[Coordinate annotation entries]
■ ■ ■

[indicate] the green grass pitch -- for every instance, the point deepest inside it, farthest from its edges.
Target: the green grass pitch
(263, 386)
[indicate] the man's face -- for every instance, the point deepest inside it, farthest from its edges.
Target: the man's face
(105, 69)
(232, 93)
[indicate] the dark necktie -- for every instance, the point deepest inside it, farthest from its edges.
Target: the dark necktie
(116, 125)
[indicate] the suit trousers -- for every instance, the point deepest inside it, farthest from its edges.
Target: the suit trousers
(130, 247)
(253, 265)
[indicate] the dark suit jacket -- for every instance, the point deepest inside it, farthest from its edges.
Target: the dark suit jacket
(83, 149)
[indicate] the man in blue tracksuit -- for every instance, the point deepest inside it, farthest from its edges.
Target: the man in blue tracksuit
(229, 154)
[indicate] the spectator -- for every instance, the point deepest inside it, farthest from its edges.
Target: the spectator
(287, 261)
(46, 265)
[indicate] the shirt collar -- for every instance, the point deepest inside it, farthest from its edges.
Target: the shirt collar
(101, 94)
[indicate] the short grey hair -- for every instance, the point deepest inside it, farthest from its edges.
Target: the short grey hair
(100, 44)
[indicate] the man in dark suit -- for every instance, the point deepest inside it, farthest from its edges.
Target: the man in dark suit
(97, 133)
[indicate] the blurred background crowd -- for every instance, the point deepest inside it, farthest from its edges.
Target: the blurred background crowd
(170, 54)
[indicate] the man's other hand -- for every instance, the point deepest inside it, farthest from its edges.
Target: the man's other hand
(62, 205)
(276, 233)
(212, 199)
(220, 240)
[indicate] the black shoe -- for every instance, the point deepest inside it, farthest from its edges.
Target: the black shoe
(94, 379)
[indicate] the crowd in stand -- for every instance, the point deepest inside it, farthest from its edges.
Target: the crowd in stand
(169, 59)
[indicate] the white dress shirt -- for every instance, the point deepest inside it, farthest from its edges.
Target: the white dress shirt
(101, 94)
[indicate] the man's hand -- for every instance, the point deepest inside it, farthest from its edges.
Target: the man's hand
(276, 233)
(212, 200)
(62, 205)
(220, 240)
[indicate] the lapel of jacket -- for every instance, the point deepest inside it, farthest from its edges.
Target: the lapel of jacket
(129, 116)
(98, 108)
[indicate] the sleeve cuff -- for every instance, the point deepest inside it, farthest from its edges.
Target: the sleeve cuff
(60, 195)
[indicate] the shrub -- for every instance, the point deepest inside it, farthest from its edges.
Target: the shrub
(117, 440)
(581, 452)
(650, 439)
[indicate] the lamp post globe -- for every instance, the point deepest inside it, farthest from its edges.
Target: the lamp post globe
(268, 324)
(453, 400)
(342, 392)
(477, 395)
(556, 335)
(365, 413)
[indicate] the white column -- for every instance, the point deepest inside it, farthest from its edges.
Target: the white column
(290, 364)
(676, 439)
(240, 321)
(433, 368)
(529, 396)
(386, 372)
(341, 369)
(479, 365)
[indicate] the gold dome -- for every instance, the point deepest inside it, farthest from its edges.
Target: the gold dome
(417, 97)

■ ■ ■

### TASK TO CARRY OUT
Reproduce every one of the records above, line for line, with nothing changed.

### TASK RESPONSE
[indicate] the green grass pitch -- for every instance, the point deepest inside it, farthest from its edges.
Target: the green grass pitch
(263, 386)
[indicate] the man's face -- for every instance, the point deepest inside it, farthest from its edges.
Target: the man's face
(105, 69)
(232, 93)
[indicate] the dark necktie -- for every instance, the point deepest inside it, farthest from its edges.
Target: the dark necktie
(116, 125)
[indicate] the suit trousers -- for every instance, the point deepest inside it, farthest from its edges.
Target: the suit trousers
(130, 247)
(253, 265)
[indicate] the dark suit jacket -- for every instance, the point deepest inside it, farthest from its edges.
Target: the dark suit jacket
(83, 149)
[indicate] the man in blue tracksuit -- for every instance, the point deepest inside it, farthest from its edges.
Target: the man in blue tracksuit
(229, 154)
[indicate] the spectator -- for every instance, the point deepest inside it, farthest from its edges.
Target: the spectator
(287, 261)
(46, 265)
[indicate] the shirt collar -- for every instance, the point deepest inside it, farthest from its edges.
Target: the shirt collar
(101, 94)
[indicate] the short grey hair -- for every instance, the point deepest inside it, farthest from its edges.
Target: the short grey hair
(100, 44)
[indicate] the man in dark suit -- for every instance, the point deepest inside it, farthest from its edges.
Target: the man in dark suit
(97, 133)
[indicate] the blurred background crowd -- for every instance, the point deepest inside it, farthest from its edges.
Target: the blurred background crowd
(170, 54)
[indicate] the man's other hand -- for every instance, the point deepest inside it, farthest from its edges.
Target: the man's other hand
(62, 205)
(276, 233)
(212, 199)
(220, 240)
[indicate] the black shoe -- for every instance, the point deepest inside it, farthest from its edges.
Target: the black shoe
(94, 379)
[indicate] the crowd in stand -- for every instance, the point deepest inside it, farthest from its edges.
Target: the crowd in stand
(169, 59)
[indicate] the white dress shirt -- for every instance, the point deepest inside it, farthest from its edges.
Target: the white dress shirt
(101, 94)
[indicate] the man's hand -- for every instance, the point deepest inside it, farthest from its edges.
Target: the man's hand
(276, 233)
(212, 200)
(62, 205)
(220, 240)
[indicate] the lapel of jacket -- for every instance, the point deepest inside it, farthest from its edges.
Target: the lapel of jacket
(129, 116)
(98, 108)
[indicate] the sleeve cuff -- for every instance, the point deepest inside it, farthest from its edges.
Target: the sleeve cuff
(60, 195)
[indicate] the shrub -- for every instance, the point deepest inside it, farthest from its edges.
Target: the shrub
(117, 440)
(581, 452)
(650, 439)
[indicate] the lamp post globe -- for every instance, the point deepest inside it, farthest from its edges.
Target: the lamp post globe
(268, 324)
(453, 400)
(342, 392)
(477, 395)
(556, 335)
(365, 413)
[indicate] the white column -- for every instance, the point deepest inside it, farthest from its edges.
Target: the white column
(290, 364)
(676, 439)
(240, 321)
(433, 368)
(529, 396)
(386, 372)
(341, 369)
(479, 365)
[indicate] the gold dome -- for every instance, the point deepest inside it, farthest from its edges.
Target: the gold dome
(417, 97)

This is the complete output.